| Provided passage |
Ohio law also restricts the right of some insurers to terminate the insurance coverage of an individual insured,10 but such limitations are imposed because of the special relationship between an insured and an insurer and “because of the great disparity between the economic positions of the parties to a contract of  insurance * * *.”  Hoskins v. Aetna Life Ins. Co. (1983), 6 Ohio St.3d 272, 275, 6 OBR 337, 340, 452 N.E.2d 1315, 1319.   There is no allegation in this case that a similar relationship exists between an insurance company and physicians or medical-care corporations.

Plaintiffs also refer to the following sources of public policy in support of their claims:

A person's right under the Ohio Constitution to protect his health as he sees fit.

The right of a woman to obtain medical services to abort a pregnancy.

A person's right to choose alternative medical care or refuse medical treatment for religious or personal reasons.

A patient's right to information relating to treatment before giving informed consent for a medical procedure.

The protection from disclosure of information provided by a patient to his physician.

The fiduciary duty owed by physicians to their patients.

Plaintiffs here also claim that the Ohio Constitution guarantees an individual the right to practice his profession “in any manner he sees fit,” that arbitrary restrictions upon an individual's right to practice his profession are unconstitutional, and that Ohio law disfavors interference by private parties with another's property right to earn a living.11

 As stated above, termination of the provider contracts at issue here for profit-related reasons does not interfere with a physician's freedom to practice medicine.   We also hold that none of the constitutional provisions protecting a patient's right to treatment provides physicians with a cause of action for violation of public policy based on the termination of the physician-insurer contract.

| Work to complete |
1) List each source of public policy that the plaintiffs cite in support of their claims, according to the court opinion on terminating physician-insurer contracts.
2) Extend the court opinion on terminating physician-insurer contracts with a further paragraph that picks up after its final sentence.

| Provided information |
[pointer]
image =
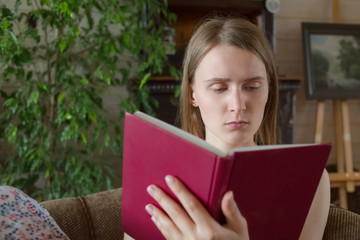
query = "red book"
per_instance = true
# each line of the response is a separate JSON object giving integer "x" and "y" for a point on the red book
{"x": 273, "y": 185}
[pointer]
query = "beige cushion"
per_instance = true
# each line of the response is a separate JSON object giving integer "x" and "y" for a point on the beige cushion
{"x": 93, "y": 217}
{"x": 98, "y": 216}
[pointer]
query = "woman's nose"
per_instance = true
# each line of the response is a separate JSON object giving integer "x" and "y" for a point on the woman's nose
{"x": 237, "y": 102}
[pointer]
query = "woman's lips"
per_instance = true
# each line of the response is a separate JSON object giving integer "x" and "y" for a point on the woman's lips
{"x": 237, "y": 124}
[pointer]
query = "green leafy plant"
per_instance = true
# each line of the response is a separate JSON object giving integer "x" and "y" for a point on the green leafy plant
{"x": 58, "y": 58}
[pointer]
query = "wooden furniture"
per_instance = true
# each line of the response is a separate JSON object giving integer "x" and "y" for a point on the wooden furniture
{"x": 345, "y": 179}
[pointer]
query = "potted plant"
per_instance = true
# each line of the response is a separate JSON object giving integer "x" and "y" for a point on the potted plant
{"x": 58, "y": 58}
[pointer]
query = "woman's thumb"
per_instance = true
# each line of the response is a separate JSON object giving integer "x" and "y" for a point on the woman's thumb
{"x": 234, "y": 219}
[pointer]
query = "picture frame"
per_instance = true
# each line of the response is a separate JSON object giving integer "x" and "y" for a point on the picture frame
{"x": 331, "y": 60}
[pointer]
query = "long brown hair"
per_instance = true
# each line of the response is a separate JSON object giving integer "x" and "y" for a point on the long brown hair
{"x": 239, "y": 33}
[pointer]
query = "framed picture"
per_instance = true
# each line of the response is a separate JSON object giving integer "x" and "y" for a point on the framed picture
{"x": 331, "y": 60}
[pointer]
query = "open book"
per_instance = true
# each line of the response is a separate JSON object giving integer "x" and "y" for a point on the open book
{"x": 273, "y": 185}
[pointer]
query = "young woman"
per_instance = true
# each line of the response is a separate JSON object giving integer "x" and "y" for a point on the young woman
{"x": 229, "y": 97}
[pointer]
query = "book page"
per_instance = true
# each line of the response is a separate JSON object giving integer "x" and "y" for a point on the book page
{"x": 180, "y": 133}
{"x": 266, "y": 147}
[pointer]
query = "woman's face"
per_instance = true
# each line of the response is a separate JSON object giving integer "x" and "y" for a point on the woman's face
{"x": 231, "y": 89}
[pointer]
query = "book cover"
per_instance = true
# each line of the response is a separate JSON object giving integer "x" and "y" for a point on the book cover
{"x": 273, "y": 185}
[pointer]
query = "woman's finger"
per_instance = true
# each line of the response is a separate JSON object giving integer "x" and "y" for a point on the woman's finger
{"x": 234, "y": 219}
{"x": 165, "y": 225}
{"x": 175, "y": 213}
{"x": 192, "y": 205}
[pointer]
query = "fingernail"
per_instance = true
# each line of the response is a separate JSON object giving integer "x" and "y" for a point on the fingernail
{"x": 151, "y": 190}
{"x": 231, "y": 197}
{"x": 154, "y": 220}
{"x": 150, "y": 209}
{"x": 170, "y": 180}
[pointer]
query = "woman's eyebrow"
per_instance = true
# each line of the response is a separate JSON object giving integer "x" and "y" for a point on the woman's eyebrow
{"x": 216, "y": 79}
{"x": 256, "y": 78}
{"x": 219, "y": 79}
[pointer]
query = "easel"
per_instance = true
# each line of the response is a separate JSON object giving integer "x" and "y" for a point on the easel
{"x": 345, "y": 178}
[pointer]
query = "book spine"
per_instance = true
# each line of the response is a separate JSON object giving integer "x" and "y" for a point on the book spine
{"x": 220, "y": 186}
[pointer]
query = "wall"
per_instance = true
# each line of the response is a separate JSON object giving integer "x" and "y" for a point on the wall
{"x": 289, "y": 57}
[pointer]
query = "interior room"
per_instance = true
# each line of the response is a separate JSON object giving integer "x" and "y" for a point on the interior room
{"x": 93, "y": 174}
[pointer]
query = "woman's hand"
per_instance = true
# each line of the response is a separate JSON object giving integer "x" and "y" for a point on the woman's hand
{"x": 192, "y": 220}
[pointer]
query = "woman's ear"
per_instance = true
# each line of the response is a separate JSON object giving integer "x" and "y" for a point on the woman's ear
{"x": 193, "y": 97}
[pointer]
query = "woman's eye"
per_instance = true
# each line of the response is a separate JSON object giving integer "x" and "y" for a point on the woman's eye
{"x": 252, "y": 88}
{"x": 219, "y": 90}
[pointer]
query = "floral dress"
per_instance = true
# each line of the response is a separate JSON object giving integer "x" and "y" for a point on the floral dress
{"x": 21, "y": 217}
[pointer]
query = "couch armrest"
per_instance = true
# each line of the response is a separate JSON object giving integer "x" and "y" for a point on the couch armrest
{"x": 92, "y": 217}
{"x": 342, "y": 224}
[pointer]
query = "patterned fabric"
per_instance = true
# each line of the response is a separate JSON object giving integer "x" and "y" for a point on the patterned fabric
{"x": 21, "y": 217}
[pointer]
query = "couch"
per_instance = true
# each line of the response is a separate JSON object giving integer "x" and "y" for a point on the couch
{"x": 98, "y": 216}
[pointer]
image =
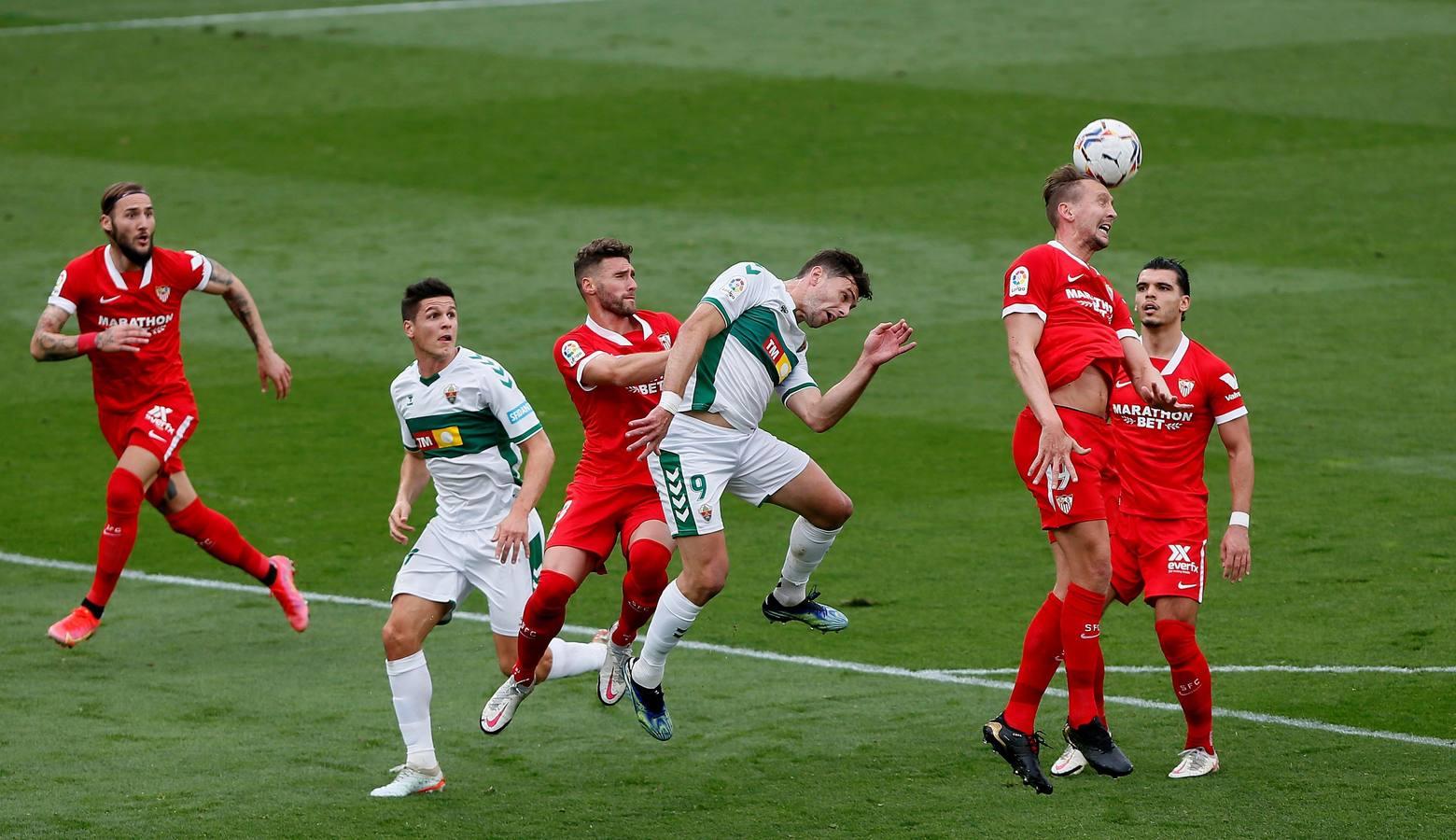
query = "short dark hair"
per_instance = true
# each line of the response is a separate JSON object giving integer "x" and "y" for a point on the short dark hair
{"x": 418, "y": 291}
{"x": 840, "y": 264}
{"x": 595, "y": 252}
{"x": 119, "y": 191}
{"x": 1058, "y": 187}
{"x": 1174, "y": 265}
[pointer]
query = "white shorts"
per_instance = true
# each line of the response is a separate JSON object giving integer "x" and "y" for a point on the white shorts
{"x": 698, "y": 462}
{"x": 446, "y": 564}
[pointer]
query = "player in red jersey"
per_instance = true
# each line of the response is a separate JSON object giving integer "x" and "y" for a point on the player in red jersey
{"x": 613, "y": 371}
{"x": 127, "y": 297}
{"x": 1069, "y": 333}
{"x": 1161, "y": 540}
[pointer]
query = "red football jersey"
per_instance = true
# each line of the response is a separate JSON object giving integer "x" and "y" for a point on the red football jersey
{"x": 99, "y": 297}
{"x": 1159, "y": 453}
{"x": 1084, "y": 315}
{"x": 606, "y": 411}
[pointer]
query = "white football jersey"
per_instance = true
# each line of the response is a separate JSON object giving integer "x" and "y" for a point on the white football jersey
{"x": 468, "y": 421}
{"x": 762, "y": 351}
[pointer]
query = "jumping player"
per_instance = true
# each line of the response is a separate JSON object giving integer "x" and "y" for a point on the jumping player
{"x": 613, "y": 367}
{"x": 127, "y": 296}
{"x": 1159, "y": 546}
{"x": 465, "y": 424}
{"x": 1069, "y": 335}
{"x": 740, "y": 345}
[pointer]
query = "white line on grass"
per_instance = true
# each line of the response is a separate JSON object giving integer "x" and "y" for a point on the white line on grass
{"x": 274, "y": 15}
{"x": 959, "y": 678}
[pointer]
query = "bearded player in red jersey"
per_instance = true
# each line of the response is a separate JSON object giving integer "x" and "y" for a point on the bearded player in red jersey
{"x": 1159, "y": 546}
{"x": 127, "y": 297}
{"x": 613, "y": 371}
{"x": 1069, "y": 335}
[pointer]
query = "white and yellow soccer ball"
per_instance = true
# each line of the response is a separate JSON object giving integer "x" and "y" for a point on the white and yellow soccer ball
{"x": 1108, "y": 150}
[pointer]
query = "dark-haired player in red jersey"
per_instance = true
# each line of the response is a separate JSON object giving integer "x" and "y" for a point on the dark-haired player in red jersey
{"x": 613, "y": 369}
{"x": 1069, "y": 335}
{"x": 1159, "y": 546}
{"x": 127, "y": 297}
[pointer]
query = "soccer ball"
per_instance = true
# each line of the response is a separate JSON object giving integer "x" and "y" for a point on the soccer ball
{"x": 1107, "y": 150}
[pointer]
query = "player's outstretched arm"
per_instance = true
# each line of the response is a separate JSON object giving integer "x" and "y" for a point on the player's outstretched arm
{"x": 271, "y": 367}
{"x": 49, "y": 343}
{"x": 1146, "y": 377}
{"x": 413, "y": 479}
{"x": 821, "y": 411}
{"x": 512, "y": 535}
{"x": 1235, "y": 551}
{"x": 625, "y": 370}
{"x": 647, "y": 433}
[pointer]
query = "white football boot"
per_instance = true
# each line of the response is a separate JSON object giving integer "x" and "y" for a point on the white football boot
{"x": 611, "y": 679}
{"x": 1196, "y": 762}
{"x": 411, "y": 780}
{"x": 501, "y": 707}
{"x": 1071, "y": 763}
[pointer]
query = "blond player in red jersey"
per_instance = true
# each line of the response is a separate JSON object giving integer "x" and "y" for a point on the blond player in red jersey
{"x": 1069, "y": 335}
{"x": 1159, "y": 545}
{"x": 611, "y": 367}
{"x": 127, "y": 297}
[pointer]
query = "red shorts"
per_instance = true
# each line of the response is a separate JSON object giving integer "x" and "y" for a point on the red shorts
{"x": 1068, "y": 502}
{"x": 595, "y": 519}
{"x": 1161, "y": 558}
{"x": 161, "y": 428}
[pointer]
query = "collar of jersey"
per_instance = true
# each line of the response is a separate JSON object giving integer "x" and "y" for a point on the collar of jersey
{"x": 615, "y": 338}
{"x": 116, "y": 275}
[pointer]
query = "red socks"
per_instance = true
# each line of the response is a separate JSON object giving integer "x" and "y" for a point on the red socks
{"x": 1040, "y": 655}
{"x": 1082, "y": 651}
{"x": 124, "y": 497}
{"x": 641, "y": 587}
{"x": 542, "y": 619}
{"x": 1191, "y": 680}
{"x": 217, "y": 536}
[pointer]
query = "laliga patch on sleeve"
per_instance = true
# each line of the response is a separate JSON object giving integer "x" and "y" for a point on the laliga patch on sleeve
{"x": 1019, "y": 281}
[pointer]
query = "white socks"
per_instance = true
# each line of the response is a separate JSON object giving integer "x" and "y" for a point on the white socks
{"x": 410, "y": 681}
{"x": 571, "y": 658}
{"x": 675, "y": 616}
{"x": 807, "y": 549}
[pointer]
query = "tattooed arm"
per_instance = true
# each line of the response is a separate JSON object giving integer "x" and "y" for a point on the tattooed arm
{"x": 271, "y": 367}
{"x": 49, "y": 343}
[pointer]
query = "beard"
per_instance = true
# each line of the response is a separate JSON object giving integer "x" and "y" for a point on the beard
{"x": 132, "y": 254}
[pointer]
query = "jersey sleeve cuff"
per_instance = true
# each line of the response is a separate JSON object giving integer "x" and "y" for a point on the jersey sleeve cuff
{"x": 720, "y": 307}
{"x": 1027, "y": 309}
{"x": 525, "y": 434}
{"x": 1232, "y": 415}
{"x": 581, "y": 366}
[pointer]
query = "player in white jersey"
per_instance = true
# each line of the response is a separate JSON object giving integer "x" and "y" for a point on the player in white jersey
{"x": 465, "y": 426}
{"x": 740, "y": 347}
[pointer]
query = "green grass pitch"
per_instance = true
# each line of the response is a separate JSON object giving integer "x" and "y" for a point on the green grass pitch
{"x": 1299, "y": 155}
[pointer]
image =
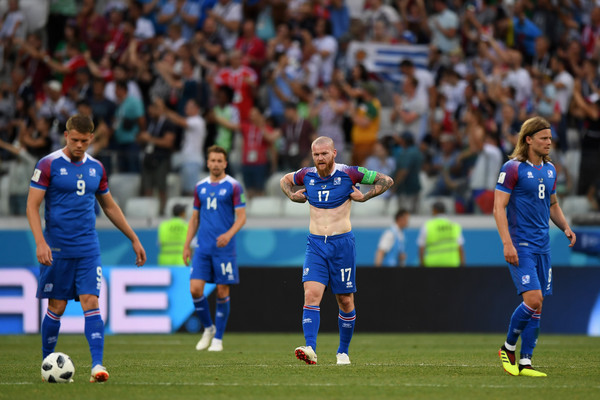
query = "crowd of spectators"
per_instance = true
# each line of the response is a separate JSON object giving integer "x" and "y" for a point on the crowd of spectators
{"x": 164, "y": 79}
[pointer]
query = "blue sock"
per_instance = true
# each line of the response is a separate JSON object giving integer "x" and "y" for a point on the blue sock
{"x": 223, "y": 306}
{"x": 94, "y": 333}
{"x": 518, "y": 322}
{"x": 530, "y": 335}
{"x": 346, "y": 324}
{"x": 50, "y": 328}
{"x": 311, "y": 318}
{"x": 203, "y": 311}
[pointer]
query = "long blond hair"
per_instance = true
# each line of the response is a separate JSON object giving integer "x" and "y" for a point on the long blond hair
{"x": 529, "y": 128}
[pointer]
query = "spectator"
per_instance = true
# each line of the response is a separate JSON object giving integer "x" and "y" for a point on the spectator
{"x": 171, "y": 238}
{"x": 391, "y": 249}
{"x": 129, "y": 122}
{"x": 409, "y": 161}
{"x": 158, "y": 142}
{"x": 192, "y": 146}
{"x": 258, "y": 140}
{"x": 441, "y": 241}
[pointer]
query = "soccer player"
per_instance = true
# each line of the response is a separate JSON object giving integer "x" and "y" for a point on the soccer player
{"x": 70, "y": 181}
{"x": 330, "y": 251}
{"x": 219, "y": 211}
{"x": 524, "y": 202}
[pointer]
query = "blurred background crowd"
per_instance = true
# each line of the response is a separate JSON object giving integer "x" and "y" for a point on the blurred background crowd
{"x": 432, "y": 93}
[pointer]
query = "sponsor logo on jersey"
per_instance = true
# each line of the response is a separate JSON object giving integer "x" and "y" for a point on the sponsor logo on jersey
{"x": 501, "y": 177}
{"x": 36, "y": 175}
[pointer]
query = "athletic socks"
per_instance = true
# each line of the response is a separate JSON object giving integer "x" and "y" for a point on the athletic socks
{"x": 223, "y": 306}
{"x": 50, "y": 328}
{"x": 94, "y": 333}
{"x": 346, "y": 326}
{"x": 529, "y": 337}
{"x": 311, "y": 318}
{"x": 203, "y": 311}
{"x": 518, "y": 322}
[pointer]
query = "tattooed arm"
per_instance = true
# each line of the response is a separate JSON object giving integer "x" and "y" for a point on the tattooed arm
{"x": 381, "y": 183}
{"x": 287, "y": 184}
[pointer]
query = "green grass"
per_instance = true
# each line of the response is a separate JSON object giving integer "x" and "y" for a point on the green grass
{"x": 384, "y": 366}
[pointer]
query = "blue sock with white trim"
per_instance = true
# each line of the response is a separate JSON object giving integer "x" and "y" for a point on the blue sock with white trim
{"x": 518, "y": 322}
{"x": 530, "y": 335}
{"x": 203, "y": 311}
{"x": 346, "y": 325}
{"x": 94, "y": 333}
{"x": 50, "y": 328}
{"x": 311, "y": 318}
{"x": 223, "y": 306}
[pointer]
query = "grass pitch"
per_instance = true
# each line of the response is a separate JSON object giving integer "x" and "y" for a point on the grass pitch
{"x": 253, "y": 366}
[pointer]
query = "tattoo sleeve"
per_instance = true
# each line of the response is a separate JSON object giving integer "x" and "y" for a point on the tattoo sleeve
{"x": 381, "y": 183}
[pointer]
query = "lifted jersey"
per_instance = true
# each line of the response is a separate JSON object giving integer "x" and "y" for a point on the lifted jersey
{"x": 71, "y": 189}
{"x": 216, "y": 203}
{"x": 333, "y": 190}
{"x": 528, "y": 210}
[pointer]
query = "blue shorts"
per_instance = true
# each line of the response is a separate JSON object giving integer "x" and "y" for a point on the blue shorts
{"x": 331, "y": 260}
{"x": 68, "y": 278}
{"x": 220, "y": 269}
{"x": 533, "y": 273}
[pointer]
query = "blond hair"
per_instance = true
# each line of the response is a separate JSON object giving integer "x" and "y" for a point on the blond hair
{"x": 529, "y": 128}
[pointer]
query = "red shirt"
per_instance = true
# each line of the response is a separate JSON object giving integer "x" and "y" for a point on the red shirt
{"x": 256, "y": 146}
{"x": 241, "y": 80}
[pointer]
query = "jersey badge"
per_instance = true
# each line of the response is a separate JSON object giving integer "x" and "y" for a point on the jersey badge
{"x": 501, "y": 177}
{"x": 36, "y": 175}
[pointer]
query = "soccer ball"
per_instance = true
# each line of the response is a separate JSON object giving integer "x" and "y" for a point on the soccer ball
{"x": 57, "y": 368}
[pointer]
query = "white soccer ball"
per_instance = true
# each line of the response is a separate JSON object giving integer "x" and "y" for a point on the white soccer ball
{"x": 57, "y": 368}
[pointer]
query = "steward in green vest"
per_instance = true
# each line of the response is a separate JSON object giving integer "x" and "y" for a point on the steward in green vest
{"x": 441, "y": 241}
{"x": 171, "y": 238}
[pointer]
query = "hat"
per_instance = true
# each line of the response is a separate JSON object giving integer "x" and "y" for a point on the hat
{"x": 55, "y": 85}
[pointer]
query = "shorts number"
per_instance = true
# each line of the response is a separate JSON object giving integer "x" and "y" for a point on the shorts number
{"x": 226, "y": 269}
{"x": 325, "y": 195}
{"x": 347, "y": 277}
{"x": 80, "y": 187}
{"x": 211, "y": 203}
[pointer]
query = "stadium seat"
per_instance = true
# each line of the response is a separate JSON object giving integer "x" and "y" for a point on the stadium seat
{"x": 295, "y": 210}
{"x": 142, "y": 207}
{"x": 374, "y": 207}
{"x": 266, "y": 206}
{"x": 272, "y": 187}
{"x": 426, "y": 203}
{"x": 188, "y": 201}
{"x": 124, "y": 186}
{"x": 575, "y": 205}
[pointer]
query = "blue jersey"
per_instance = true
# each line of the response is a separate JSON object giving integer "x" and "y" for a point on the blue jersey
{"x": 528, "y": 211}
{"x": 71, "y": 189}
{"x": 216, "y": 203}
{"x": 333, "y": 190}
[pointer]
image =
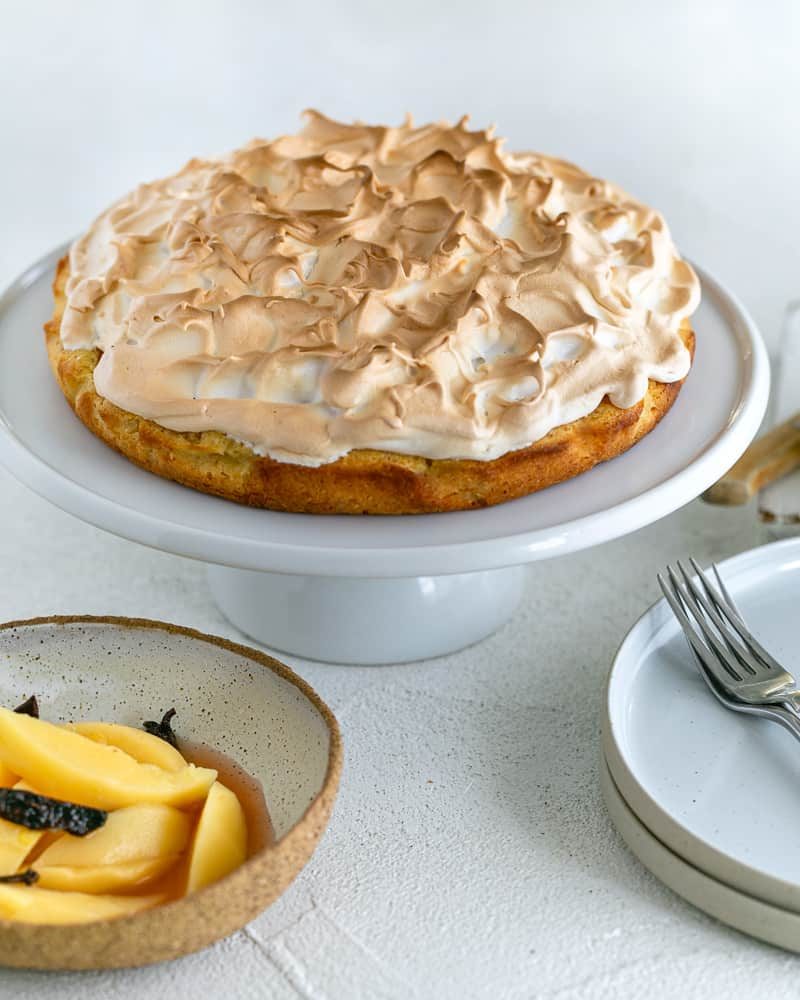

| Responses to the tasks |
1)
- A person's right under the Ohio Constitution to protect his health as he sees fit.
- The right of a woman to obtain medical services to abort a pregnancy.
- A person's right to choose alternative medical care or refuse medical treatment for religious or personal reasons.
- A patient's right to information relating to treatment before giving informed consent for a medical procedure.
- The protection from disclosure of information provided by a patient to his physician.
- The fiduciary duty owed by physicians to their patients.

2)
Plaintiffs' argument that open access to medical care should not be subordinated to an insurance company's margin of profit undoubtedly appeals to patients and physicians alike.   However, plaintiffs have failed to identify any public policy in Ohio that discourages businesses, even those in such public-welfare industries as health care, from profiting or increasing their profits.   Although our state courts and legislature have placed some limits on the freedom of insurers to eliminate coverage in certain circumstances, the free-market philosophy reigns  and most likely will continue to reign as long as individuals have access to adequate medical care-even if that care is not provided by a patient's first-choice physician.

Plaintiffs claim that this court should follow two decisions:  one from the New Hampshire Supreme Court, holding that a physician had stated a cause of action for wrongful termination of his provider contract,12 and the other an unpublished decision of the Federal District Court of New Jersey 13 permitting health-care providers to assert claims of violation of public policy arising from the termination of their provider contracts.   Several significant differences between those cases and this one diminish the persuasiveness of the courts' reasoning.

The physician in the New Hampshire case alleged that his contract had been terminated because he questioned changes that the insurance company had made on his patient records.   He argued that “public policy should condemn ‘an insurance company which, upon receipt of a letter from a medical provider asking assistance in correcting * * * records of patient treatments, terminates the doctor's services.’ ” 14  Additionally, the physician was able to point to a specific provision in a New Hampshire statute that stated that “provider agreements must be ‘fair and in the public interest,’ ” and the New Hampshire court held that this statutory provision prohibited the termination of a provider agreement for a reason that contravened public policy.15

Likewise, the plaintiffs in New Jersey Psychological Assn. claimed that their contracts were terminated because their treatment plans were not “managed-care compatible.” 16  They alleged that the insurer knew that the treatment plans were medically necessary, though expensive, and still terminated their contracts.   The court in New Jersey Psychological Assn. also referred to state regulations as a source of a policy that prohibited termination of provider contracts for the reason alleged by the plaintiffs as the basis for the termination of their contract.17

In this case, plaintiffs allege that the termination of their contracts for no reason, or, more specifically, so that Anthem could increase its profits, violates public policy.   They identify no statutory provision that would prevent such a  termination or any public policy that would be violated by termination of the contracts.   They have not alleged, as the plaintiffs in the cited cases did, that the quality or availability of proper medical care would be compromised by termination of their contracts.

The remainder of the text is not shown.